Data to process START

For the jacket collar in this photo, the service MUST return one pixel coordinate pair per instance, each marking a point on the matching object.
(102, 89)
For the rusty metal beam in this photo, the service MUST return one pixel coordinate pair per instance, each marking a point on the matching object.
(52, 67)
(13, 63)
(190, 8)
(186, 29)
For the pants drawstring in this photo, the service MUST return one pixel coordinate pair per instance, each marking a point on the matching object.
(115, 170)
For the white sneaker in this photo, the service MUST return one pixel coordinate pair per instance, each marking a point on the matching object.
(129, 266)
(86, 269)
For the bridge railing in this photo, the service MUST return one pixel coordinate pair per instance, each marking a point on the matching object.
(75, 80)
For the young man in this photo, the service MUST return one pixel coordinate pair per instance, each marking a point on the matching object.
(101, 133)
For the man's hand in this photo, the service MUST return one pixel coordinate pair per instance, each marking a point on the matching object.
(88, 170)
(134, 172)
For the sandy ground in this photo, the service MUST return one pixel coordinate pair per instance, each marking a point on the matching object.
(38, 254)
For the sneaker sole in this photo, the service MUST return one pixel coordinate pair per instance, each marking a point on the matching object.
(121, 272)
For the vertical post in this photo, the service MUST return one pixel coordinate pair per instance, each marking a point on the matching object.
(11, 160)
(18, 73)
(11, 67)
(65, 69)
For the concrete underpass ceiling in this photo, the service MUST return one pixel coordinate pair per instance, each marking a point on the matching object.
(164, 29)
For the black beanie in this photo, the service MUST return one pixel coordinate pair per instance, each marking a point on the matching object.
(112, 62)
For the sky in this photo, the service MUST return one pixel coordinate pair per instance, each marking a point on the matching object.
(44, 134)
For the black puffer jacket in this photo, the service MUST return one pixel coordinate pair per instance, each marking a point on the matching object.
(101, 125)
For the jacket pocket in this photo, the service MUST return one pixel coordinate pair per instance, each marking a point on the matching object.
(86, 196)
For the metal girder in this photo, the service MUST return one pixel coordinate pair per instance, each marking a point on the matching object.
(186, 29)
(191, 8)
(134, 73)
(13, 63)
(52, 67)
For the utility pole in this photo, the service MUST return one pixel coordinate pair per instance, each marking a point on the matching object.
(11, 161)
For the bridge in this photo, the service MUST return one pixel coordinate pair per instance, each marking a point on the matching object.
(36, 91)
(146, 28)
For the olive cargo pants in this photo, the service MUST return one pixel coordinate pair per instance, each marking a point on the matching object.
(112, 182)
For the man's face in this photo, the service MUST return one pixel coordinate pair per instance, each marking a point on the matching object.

Data to process END

→ What you have to do:
Copy out the whole listing exactly as given.

→ Response area:
For the jacket collar in this photo, the service MUST return one pixel coordinate pair per instance, each marking a point on the matching object.
(102, 89)
For the rusty metal beam in this photo, the service MUST return one pixel coordinate pair per instance, each marking a point on the matching object.
(52, 67)
(13, 63)
(190, 8)
(186, 29)
For the pants drawstring in this photo, the service MUST return one pixel coordinate pair per instance, each marking a point on the matching object.
(115, 170)
For the white sneaker in this photo, the service MUST return one pixel coordinate pair per instance, each marking a point on the matching object.
(129, 266)
(86, 269)
For the bridge railing in this photo, the service MUST return one pixel coordinate pair per instance, each marking a point on the matching object.
(75, 80)
For the young man in this photo, the service MUST return one pixel coordinate pair per instance, each marking a point on the matching object.
(101, 133)
For the man's hand in this photo, the service MUST return one pixel coordinate pair per instance, each marking a point on the matching object.
(88, 170)
(134, 172)
For the sandy ground in this photo, the service MUST return one pixel coordinate pair per instance, each marking a point on the matching object.
(38, 254)
For the sneaker sole in this photo, the service MUST return one pixel coordinate pair per instance, each marking a point on the matching object.
(121, 272)
For the vertical post in this photo, the service MUST return one pixel coordinate pair per instance, each marking a point on the matching object.
(11, 160)
(18, 73)
(11, 67)
(65, 69)
For the concrete underpass ceiling in this photo, the service MUST return one pixel coordinate pair per instance, each marking a point on the matching object.
(164, 29)
For the black beanie in this photo, the service MUST return one pixel coordinate pair per instance, each marking a point on the matching object.
(112, 62)
For the sky in this photo, the service MUST return one pixel coordinate pair per instance, each marking a point on the matching object.
(44, 134)
For the black puffer jacket in this photo, the service MUST return one pixel coordinate pair per instance, each marking a point on the matching object.
(101, 125)
For the jacket pocket in this photo, the service MUST return one pixel coordinate pair per instance, each marking a point on the matching object.
(86, 196)
For the metal girder in this photo, the service MUST return one pixel coordinate pair per instance, each marking a point on the matching object.
(186, 29)
(191, 8)
(134, 73)
(13, 63)
(52, 67)
For the utility pole in this photo, the service MUST return one pixel coordinate pair per instance, each marking a point on the matching object.
(11, 161)
For the bridge in this photo, the service MUST return one pixel coordinate pair per instance, each marking a point on the matching object.
(36, 91)
(146, 28)
For the olive cargo pants in this photo, the service MUST return one pixel coordinate pair per instance, each marking a point on the matching object.
(112, 182)
For the man's face in this photo, the service MUST return one pixel coordinate pair per instance, each marking a point on the matching object.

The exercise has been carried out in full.